*** ТЕКСТ ДЛЯ ЧТЕНИЯ ***

Есть хрестоматийный пример драматического противоречия – леди Макбет говорит о себе: «Я кормила детей», а о ней самой в пьесе сказано: «У нее нет детей». Гёте так объяснял Эккерману двойной факт у Шекспира: «…Поэт заставляет своих лиц говорить в данном месте именно то, что тут требуется; что хорошо именно тут и произведет впечатление, не особенно заботясь о том и не рассчитывая на то, что, быть может, оно будет в явном противоречии со словами, сказанными в другом месте». Здесь драма расходится не только с жизнью, но и с иными сугубо литературными жанрами. Представим себе роман о короле Лире, и тогда окажется невозможным оставить без объяснения то, что у Глостера через год после рождения первенца появляется незаконный сын. В драме отсутствует не только объяснение, но и необходимость в нем. И дело не только в расчете Шекспира на устное произнесение, а не на Гутенбергово изобретение. Драма подвижнее романа (а тем более эпоса) и еще самостоятельнее – потому и подвижнее, кстати. Приведу вслед за С. Владимировым слова Гегеля: «…Судьба царит в эпосе, а не в драме, как это обычно считается. Драматический характер сам создает свою судьбу, благодаря особенностям своей цели, которую он хочет достигнуть в полноте коллизий среди данных и осознанных обстоятельств… Драма объективно обнажает внутреннее право действия…»

«Так надо трагедии», – напишет Л. Выготский в своей юношеской работе о «Гамлете», отказываясь от каких-либо объяснений. Можно вспомнить здесь и Шеллинга, который задолго до Л. Выготского назвал «Гамлета» самой загадочной, (unergrundlich) пьесой Шекспира, и Хайдеггера с его теорией «сокрытия». Но современный, исследователь не может ограничиться признанием бессилия разума перед искусством. С. Владимиров пишет: «Всякая систематизация оказывается бессильна перед изменчивостью, «оборотничеством» современных художественных форм. Это не значит, что закономерности тут недостижимы. Просто несовершенны наши методы, устарел принцип типологических классификаций. Выделяя застывшие признаки, мы упускаем суть явления, динамику его внутренних отношений».

*** ИСХОДНЫЕ ДАННЫЕ ***

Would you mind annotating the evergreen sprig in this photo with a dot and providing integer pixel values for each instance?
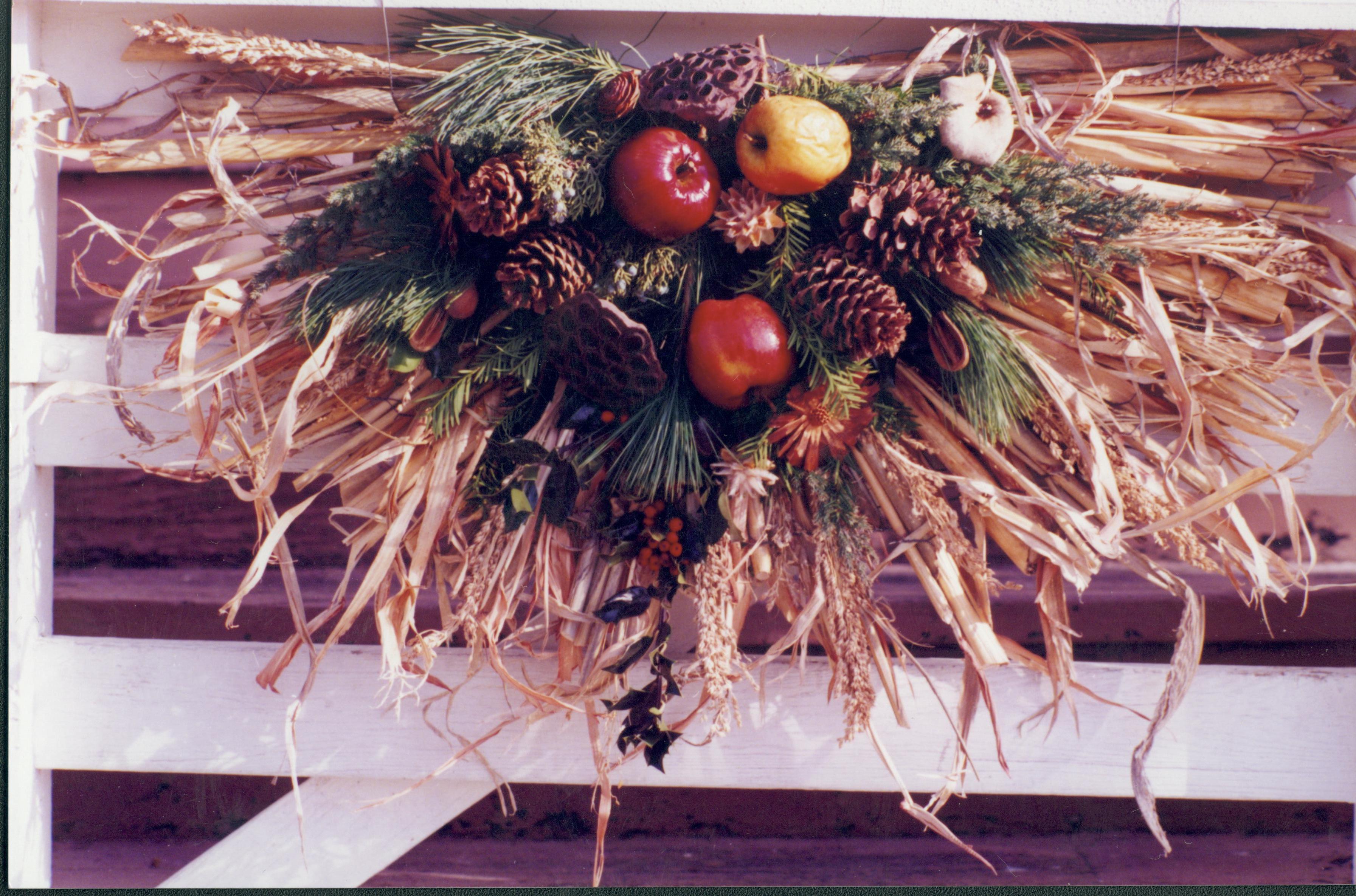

***

Проверьте, согласуются ли с текстом для чтения утверждения ниже. На каждое ответьте «да» или «нет» и приведите точные слова текста, которые это решают.
1. Гёте объяснял Эккерману противоречие у Шекспира.
2. По словам Гегеля, судьба царит в драме.
3. Шеллинг назвал «Гамлета» самой загадочной пьесой Шекспира позже Л. Выготского.

:: ОТВЕТ ::
1. Да: «Гёте так объяснял Эккерману двойной факт у Шекспира».
2. Нет: «Судьба царит в эпосе, а не в драме».
3. Нет: «задолго до Л. Выготского».